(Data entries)
──────────
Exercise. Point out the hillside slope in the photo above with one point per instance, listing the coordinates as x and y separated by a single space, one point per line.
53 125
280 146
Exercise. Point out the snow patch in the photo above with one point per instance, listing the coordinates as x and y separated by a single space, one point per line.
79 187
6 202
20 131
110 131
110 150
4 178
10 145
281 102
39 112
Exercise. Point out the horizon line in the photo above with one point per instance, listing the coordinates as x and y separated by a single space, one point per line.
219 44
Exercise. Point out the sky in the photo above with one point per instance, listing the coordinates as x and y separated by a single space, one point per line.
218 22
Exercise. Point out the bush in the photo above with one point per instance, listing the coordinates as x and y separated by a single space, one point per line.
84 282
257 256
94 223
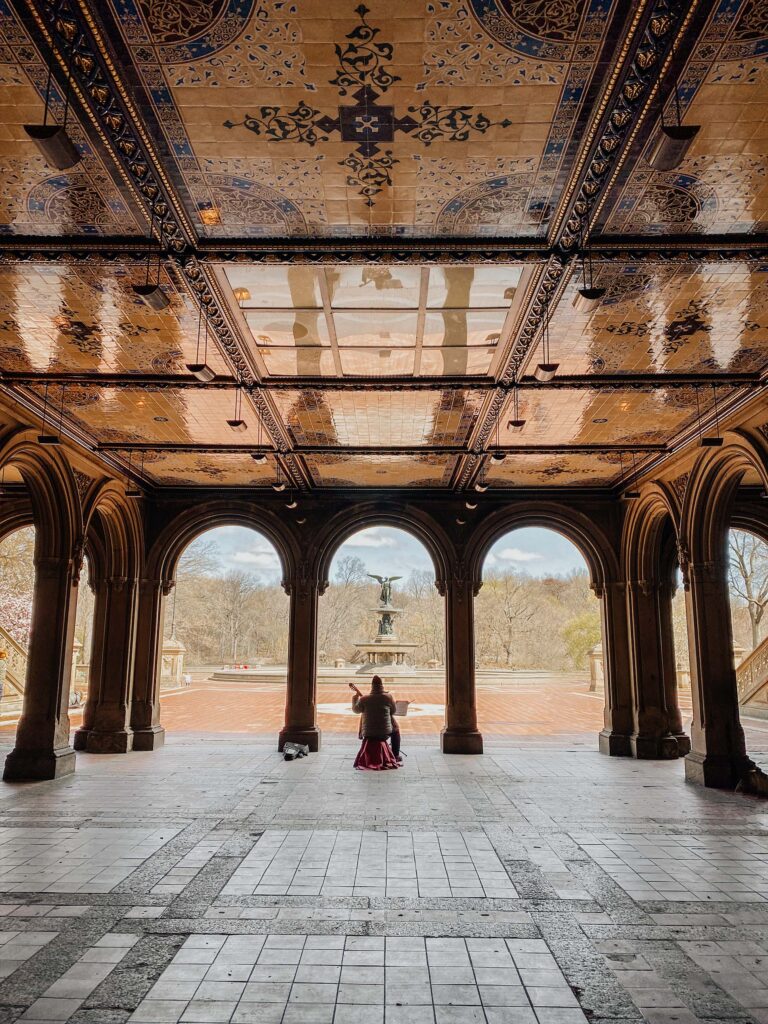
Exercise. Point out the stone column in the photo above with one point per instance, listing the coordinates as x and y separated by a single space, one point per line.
──────────
● **Task prompt**
Exactly repeat every line from the line that includes "Exercise. Point out the snow" to the end of the listing, and nothing else, leaving pictures out.

● **Task solution**
Exercise. Point out the snow patch in the photo above with one point per instance, listing the coordinates as x and y separated by a single space, one point per line.
79 187
6 202
20 131
110 131
110 150
4 178
10 145
281 102
39 112
Exercise. Point out the horizon line in the photo above with one point per instance, listing the coordinates as x and y separated by a single space, one point per line.
219 44
Exercise. Point out the sky in the photo above with one point per instance, listing the coordinates as x and y separated by a single space, one point per line.
218 22
Exercise. Point out the bush in the photo above with one point per instance, listing the coordinates as x and y separated by a single space, one point per line.
84 282
257 256
94 223
Exercise. Point out the stone column in the photo above with one point per instance, listing the coordinates as x and y separated by a single space, one point per line.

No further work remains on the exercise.